Published every Thursday from its offices on 2nd Avenue, the Huntington Independent constituted the town's first newspaper. Its four pages provided local readers with a variety of local and national news, supplemented by occasional updates from local correspondents. Like most of Huntington's early newspapers, the Independent firmly supported the town's industrial development. The paper enjoyed a circulation of approximately 550, but boasted in the first issue of Volume 3 that it was "read in every hamlet and house along the line of the busy [Chesapeake and Ohio Railroad]." An annual subscription cost $2.00.
Chase was a Republican (he even ran for mayor, unsuccessfully, in 1871), and he occasionally sparred with the rival Democratic The Huntington Argus, especially the Argus's first editor Samuel Pike. Several break-ins of the Independent's office, possibly by persons associated with the Argus, exacerbated the feud. Pike's removal as the Argus's editor cooled matters, and the Independent opined on political matters less frequently.
In May 1873, Chase sold his interest in the Independent to John Jay Gilbert. Chase confessed in the May 23rd issue that he was "over worked, and could not give the requisite attention so absolutely necessary to the success of a live newspaper." Chase thought well of Gilbert, who had prior editorial experience with the Argus. Gilbert promised in the paper to make the Independent "free, outspoken and fair." For a brief time in the summer of 1873, perhaps due to illness experienced by Gilbert, prominent local citizen and former Confederate veteran W. S. Downer briefly managed the Independent.
In January 1874, the Huntington Independent and the Cabell County Press merged to become the Huntington Advertiser. Both Gilbert and Downer continued their involvement with the Advertiser, which embraced Democratic politics and continued publication into the twentieth century.

————

● Written exercise 1
List every newspaper named in the passage about the Huntington Independent.
● Written exercise 2
Count the lines of the entries that contain the string "overcast", treating uppercase and lowercase as different, and give only the number.
The passage and the entries that follow it have no connection to each other.

————

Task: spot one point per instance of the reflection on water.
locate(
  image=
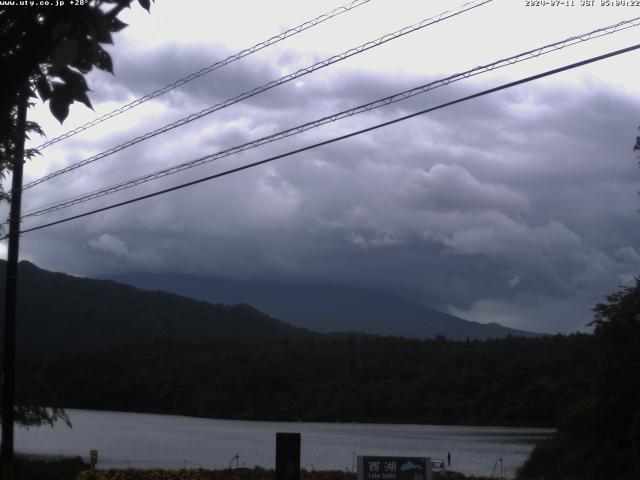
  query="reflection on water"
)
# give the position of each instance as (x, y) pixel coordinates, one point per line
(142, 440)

————

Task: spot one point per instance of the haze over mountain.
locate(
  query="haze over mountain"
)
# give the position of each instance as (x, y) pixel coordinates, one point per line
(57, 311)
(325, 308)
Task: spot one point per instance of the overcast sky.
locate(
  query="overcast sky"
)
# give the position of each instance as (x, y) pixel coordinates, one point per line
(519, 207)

————

● Written reply 1
Huntington Independent
The Huntington Argus
Cabell County Press
Huntington Advertiser

● Written reply 2
2